■ **Page excerpt**
The things that make life worth living are not provided by science or even outside Christianity.

Which Christianity? And I don't see Jews, Muslims, Hindus, Buddhists, etc. despairing over their lives being useless because they are not Christians.

Why do you champion the Golden Rule and yet reject the basis for it? Jesus is the one who taught that and yet you claim that you don’t know if God exists and deny Jesus’ divinity.

Jesus did not invent the Golden Rule. Your revisionism is a straw man.

You claim that you don’t know if God exists when someone confronts you with your clear atheistic stance, but nobody is believing that.

I never, ever, said God doesn't exist. I simply don't know if he does or doesn't. Is that a crime?

Why do you come on RF threads and argue in favor of atheism and actively try to dissuade others from their faith in God?

I came to this thread because betty boop pinged me. I told her I was not interested in her topic but mentioned as an aside that the very man who is responsible for bringing the Big bang into the scientific community is now saying the Big Bang never happened. I know she and A-G often talk about cosmology and I thought it would be of interest. Then I got a flood of silly comments to which I responded with my comments. I am simply telling you what I believe.  What do you want me to do, lie?

So, I did not invite myself to dissuade anyone from their faith in God. You can believe whatever you want. I don't necessarily have to agree with you.

Do you want us to give up our faith in God? Is that why you argue so strongly against belief in Him? How would you feel if you knew that by your line of reasoning, you convinced someone to abandon their faith in God?

The subject was science, not God. You and others brought God into his. You are free to backtrack to my response to betty boop and establish who started what. You are also free to ignore my opinions if you think they are are worthless.

■ **Challenge A**
Count the lines in the records that contain the word "brown", and give only the number.

■ **Supplied material**
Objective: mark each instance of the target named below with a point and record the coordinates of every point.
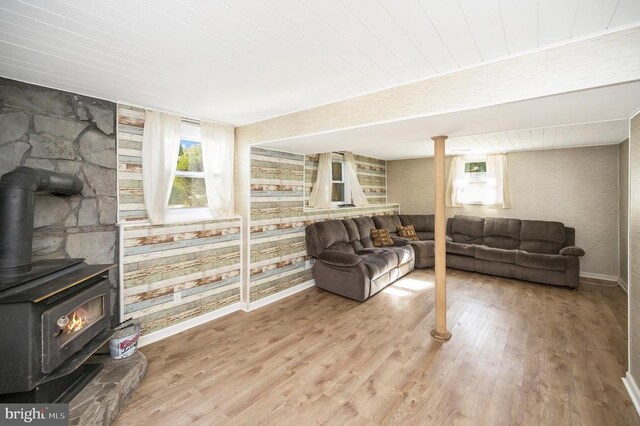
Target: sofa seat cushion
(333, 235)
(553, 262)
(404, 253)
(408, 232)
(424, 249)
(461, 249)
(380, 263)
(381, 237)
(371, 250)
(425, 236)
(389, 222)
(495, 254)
...
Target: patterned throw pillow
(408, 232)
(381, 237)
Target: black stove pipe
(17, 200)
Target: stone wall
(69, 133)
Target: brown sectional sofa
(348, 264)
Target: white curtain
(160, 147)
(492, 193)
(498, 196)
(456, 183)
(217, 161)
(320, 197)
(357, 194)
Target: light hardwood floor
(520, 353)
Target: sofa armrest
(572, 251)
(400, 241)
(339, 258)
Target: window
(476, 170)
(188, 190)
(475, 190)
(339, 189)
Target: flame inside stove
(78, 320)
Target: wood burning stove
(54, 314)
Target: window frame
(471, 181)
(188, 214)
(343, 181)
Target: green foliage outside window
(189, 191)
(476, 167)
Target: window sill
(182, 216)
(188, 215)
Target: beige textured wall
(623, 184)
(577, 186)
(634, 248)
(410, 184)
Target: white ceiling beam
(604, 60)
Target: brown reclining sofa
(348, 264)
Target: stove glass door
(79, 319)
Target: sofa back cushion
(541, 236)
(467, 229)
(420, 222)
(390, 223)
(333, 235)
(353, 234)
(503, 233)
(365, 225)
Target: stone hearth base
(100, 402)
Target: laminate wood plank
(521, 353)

■ **Challenge B**
In one to three sentences, explain why the writer of the page excerpt mentioned the man who brought the Big Bang into the scientific community.

■ **Exercise answer A**
2

■ **Exercise answer B**
The writer came to the thread after betty boop pinged them and, while not interested in her topic, mentioned as an aside that this man now says the Big Bang never happened. The writer knew that she and A-G often talk about cosmology and thought it would interest them.